▸ What you will do
Reproduce the material below word for word, from its first line through the line containing "POLYGON ((0 63, 256 62, 254 0, 0 3, 0 63))", inclusive.
>> START
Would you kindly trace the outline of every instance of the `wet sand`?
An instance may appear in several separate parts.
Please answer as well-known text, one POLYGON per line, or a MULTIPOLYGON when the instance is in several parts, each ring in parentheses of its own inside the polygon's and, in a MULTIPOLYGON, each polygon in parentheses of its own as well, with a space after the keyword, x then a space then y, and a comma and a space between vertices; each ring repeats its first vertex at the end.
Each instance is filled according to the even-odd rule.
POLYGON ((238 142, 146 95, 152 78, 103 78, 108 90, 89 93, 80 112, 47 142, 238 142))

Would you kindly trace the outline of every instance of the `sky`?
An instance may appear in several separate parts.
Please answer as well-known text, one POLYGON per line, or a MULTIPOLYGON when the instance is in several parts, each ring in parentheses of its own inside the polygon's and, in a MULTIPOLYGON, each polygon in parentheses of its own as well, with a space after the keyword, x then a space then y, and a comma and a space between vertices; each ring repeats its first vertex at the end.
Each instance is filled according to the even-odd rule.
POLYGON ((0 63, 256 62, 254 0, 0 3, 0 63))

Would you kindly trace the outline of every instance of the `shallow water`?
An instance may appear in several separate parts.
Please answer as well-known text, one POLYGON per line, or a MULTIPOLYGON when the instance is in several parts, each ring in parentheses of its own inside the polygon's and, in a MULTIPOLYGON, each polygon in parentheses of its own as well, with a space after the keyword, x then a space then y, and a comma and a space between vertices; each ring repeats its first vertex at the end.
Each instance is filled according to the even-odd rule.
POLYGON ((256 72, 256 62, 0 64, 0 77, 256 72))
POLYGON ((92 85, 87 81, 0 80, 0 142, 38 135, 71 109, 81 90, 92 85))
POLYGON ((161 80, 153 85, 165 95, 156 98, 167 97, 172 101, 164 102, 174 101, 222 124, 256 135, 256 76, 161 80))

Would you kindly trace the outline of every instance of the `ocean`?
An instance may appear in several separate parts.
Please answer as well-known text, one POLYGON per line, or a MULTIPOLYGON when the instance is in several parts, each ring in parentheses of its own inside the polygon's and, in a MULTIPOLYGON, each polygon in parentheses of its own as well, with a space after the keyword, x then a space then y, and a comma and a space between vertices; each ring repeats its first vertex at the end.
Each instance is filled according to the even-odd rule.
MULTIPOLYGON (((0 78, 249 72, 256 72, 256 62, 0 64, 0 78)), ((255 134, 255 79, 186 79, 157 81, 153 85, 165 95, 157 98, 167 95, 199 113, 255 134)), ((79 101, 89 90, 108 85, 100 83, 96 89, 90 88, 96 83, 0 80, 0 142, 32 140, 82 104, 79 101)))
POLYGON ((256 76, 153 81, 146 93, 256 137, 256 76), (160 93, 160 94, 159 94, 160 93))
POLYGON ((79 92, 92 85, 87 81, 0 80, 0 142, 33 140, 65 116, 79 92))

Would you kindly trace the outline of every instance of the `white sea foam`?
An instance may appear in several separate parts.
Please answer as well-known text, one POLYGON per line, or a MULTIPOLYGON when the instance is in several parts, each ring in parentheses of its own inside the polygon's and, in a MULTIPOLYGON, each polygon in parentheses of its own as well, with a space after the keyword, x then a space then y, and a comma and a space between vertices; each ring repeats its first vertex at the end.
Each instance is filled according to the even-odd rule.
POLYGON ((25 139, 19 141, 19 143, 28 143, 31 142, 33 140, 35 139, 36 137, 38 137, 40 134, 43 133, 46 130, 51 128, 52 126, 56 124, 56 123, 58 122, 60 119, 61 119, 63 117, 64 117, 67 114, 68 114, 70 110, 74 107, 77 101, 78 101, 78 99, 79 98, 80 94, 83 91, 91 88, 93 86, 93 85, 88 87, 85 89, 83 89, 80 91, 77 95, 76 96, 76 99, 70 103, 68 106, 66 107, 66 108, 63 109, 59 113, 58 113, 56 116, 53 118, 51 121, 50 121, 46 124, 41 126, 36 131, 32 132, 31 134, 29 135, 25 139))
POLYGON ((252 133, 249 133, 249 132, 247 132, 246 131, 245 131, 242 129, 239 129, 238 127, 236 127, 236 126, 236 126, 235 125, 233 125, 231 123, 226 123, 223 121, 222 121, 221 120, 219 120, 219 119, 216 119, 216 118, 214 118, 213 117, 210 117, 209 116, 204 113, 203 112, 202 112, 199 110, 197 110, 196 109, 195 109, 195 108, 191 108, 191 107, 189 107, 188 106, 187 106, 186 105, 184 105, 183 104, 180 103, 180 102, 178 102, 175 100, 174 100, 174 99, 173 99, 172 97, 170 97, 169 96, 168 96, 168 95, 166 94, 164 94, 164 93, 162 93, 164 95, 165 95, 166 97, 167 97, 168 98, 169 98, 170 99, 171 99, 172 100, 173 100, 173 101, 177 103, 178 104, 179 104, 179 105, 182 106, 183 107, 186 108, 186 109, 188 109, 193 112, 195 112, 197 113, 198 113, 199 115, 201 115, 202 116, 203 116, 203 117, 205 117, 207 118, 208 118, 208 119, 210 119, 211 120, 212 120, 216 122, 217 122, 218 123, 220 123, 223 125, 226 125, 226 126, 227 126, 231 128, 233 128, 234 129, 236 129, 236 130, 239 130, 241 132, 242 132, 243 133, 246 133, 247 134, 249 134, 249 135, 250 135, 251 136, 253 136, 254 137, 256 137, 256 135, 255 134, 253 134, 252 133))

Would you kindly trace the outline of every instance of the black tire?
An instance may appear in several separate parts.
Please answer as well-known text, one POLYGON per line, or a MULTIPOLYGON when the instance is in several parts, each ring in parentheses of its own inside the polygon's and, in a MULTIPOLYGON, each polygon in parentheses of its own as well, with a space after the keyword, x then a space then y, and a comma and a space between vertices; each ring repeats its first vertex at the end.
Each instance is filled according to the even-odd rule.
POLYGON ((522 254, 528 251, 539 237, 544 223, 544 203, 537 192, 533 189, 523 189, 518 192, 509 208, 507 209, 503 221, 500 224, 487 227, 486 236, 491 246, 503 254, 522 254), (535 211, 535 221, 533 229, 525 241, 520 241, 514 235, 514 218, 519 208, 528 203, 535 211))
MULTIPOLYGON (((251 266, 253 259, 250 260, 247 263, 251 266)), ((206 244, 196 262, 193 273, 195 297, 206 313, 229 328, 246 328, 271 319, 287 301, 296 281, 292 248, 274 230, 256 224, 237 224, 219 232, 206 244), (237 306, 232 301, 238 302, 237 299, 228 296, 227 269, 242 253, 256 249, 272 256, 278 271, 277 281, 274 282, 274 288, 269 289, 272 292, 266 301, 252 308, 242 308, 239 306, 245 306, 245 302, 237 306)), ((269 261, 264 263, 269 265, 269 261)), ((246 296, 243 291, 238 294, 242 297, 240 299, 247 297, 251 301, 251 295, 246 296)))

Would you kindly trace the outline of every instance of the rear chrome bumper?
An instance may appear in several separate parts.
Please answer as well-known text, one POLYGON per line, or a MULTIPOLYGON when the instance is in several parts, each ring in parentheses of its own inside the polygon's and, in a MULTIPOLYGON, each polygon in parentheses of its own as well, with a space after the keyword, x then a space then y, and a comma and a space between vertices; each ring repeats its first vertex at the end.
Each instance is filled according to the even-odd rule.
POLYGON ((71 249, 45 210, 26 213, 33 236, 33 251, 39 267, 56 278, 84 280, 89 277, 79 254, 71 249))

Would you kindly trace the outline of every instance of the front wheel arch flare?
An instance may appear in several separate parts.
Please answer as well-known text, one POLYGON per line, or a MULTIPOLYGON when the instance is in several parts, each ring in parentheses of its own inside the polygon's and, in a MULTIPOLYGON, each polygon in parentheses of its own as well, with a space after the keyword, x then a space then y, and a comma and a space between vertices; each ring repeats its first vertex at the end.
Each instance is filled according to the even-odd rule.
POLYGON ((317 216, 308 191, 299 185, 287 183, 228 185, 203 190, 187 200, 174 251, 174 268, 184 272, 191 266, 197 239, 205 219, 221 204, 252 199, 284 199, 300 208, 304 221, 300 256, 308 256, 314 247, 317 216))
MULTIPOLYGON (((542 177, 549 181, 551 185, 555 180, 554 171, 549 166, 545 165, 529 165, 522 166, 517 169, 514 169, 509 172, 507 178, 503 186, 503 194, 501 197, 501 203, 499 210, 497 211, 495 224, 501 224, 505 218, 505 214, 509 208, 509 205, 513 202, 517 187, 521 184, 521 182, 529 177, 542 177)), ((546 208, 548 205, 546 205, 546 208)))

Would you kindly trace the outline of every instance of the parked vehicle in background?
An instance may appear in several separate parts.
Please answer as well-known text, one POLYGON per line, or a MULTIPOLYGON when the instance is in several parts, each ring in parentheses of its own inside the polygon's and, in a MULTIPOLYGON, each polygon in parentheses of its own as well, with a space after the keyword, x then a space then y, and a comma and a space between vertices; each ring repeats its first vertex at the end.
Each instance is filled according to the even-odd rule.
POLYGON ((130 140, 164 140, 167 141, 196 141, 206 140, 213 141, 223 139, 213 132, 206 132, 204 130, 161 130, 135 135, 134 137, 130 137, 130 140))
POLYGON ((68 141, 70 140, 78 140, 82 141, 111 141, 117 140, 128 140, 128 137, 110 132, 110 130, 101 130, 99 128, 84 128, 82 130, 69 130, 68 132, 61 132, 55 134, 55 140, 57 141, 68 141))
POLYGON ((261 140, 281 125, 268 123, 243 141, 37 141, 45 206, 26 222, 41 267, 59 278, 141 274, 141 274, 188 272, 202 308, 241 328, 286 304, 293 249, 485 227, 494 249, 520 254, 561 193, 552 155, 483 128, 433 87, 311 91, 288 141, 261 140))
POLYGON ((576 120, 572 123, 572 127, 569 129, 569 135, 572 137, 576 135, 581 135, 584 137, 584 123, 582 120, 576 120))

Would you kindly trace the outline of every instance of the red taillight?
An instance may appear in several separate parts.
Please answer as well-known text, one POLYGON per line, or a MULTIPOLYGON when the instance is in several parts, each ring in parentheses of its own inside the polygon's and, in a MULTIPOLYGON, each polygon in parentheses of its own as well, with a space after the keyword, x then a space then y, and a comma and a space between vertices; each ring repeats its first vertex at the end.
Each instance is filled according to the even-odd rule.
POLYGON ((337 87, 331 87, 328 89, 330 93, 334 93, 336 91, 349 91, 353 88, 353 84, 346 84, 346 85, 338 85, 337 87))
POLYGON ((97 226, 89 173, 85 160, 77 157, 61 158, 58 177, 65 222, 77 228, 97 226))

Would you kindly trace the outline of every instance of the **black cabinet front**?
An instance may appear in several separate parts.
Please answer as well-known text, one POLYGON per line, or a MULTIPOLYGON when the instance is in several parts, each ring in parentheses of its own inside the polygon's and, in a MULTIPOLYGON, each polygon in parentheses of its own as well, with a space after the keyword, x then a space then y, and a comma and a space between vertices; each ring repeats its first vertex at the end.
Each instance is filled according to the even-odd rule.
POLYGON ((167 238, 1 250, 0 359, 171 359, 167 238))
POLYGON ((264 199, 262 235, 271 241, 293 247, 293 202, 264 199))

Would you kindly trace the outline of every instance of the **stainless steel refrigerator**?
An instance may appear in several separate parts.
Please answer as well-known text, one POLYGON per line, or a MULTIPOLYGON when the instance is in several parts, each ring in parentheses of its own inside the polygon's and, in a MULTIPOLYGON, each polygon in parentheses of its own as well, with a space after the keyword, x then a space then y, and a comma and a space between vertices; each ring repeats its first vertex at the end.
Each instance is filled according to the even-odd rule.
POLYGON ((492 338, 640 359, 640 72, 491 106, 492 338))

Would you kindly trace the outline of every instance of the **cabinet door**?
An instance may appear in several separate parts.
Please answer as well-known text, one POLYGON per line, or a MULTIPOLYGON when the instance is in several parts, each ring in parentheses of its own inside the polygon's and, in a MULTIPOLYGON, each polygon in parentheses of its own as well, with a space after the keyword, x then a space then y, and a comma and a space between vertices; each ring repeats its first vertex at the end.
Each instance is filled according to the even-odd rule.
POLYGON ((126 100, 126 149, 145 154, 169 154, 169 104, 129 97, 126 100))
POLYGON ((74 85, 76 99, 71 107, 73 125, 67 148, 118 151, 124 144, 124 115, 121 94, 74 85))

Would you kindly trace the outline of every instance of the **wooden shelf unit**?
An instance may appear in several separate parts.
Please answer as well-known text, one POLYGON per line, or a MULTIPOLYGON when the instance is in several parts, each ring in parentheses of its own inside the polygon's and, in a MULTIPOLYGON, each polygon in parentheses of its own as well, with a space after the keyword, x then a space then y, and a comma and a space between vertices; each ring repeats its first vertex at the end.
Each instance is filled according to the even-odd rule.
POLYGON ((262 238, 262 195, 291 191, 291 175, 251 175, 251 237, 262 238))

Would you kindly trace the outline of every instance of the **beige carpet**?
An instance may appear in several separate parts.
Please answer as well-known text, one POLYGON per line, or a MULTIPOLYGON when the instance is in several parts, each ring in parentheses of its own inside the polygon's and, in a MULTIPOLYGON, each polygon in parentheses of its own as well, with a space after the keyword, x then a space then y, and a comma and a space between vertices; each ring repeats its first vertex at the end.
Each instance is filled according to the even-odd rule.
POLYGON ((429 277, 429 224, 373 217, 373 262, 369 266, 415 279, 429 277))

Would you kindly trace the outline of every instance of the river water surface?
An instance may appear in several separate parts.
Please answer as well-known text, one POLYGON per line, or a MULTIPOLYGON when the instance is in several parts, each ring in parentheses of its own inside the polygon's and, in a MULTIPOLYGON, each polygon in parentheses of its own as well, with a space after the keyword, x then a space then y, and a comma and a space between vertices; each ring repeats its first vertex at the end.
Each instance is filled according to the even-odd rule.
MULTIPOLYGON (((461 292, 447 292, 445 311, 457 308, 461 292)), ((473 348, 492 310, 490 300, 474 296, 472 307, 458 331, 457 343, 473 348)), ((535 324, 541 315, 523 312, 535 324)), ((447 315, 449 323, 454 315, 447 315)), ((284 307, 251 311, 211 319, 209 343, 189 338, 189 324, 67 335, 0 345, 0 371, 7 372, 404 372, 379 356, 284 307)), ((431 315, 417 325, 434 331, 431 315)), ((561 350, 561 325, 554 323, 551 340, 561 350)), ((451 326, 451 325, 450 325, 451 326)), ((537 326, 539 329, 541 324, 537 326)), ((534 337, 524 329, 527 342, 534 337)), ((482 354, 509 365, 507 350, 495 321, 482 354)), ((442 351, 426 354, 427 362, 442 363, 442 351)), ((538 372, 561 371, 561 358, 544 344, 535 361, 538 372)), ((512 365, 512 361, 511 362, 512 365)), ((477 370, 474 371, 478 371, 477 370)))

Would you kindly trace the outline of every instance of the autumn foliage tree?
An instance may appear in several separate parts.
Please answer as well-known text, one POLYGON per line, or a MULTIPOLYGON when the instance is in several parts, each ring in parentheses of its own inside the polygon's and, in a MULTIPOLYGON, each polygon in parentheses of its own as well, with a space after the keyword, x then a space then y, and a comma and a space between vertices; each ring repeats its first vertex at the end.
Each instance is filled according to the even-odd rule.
>> END
▸ Response below
Would you kindly trace the outline of every instance of the `wet sand`?
An instance may appear in several separate parts.
Please answer as well-known text, one POLYGON per line, or a MULTIPOLYGON when the instance is in several parts, each ring in parentheses of its own inside the polygon's and, in a MULTIPOLYGON, each polygon in parentheses of its own as well, with a space after the keyword, x then a space then y, and a comma and a space between vertices; each ring repeats its first vertex at the end.
Each instance is filled according to the even-odd rule.
POLYGON ((238 142, 146 95, 152 78, 103 78, 108 90, 89 93, 80 112, 47 142, 238 142))

Would you kindly trace the outline of every instance of the `sky`?
An instance may appear in several separate parts.
Please answer as well-known text, one POLYGON per line, or a MULTIPOLYGON when the instance is in several parts, each ring in parentheses of its own inside the polygon's and, in a MULTIPOLYGON, each polygon in parentheses of its own as well, with a space after the keyword, x then a space then y, and a comma and a space between vertices; each ring repeats its first vertex at the end.
Each instance is filled according to the even-odd rule.
POLYGON ((0 63, 256 62, 254 0, 0 3, 0 63))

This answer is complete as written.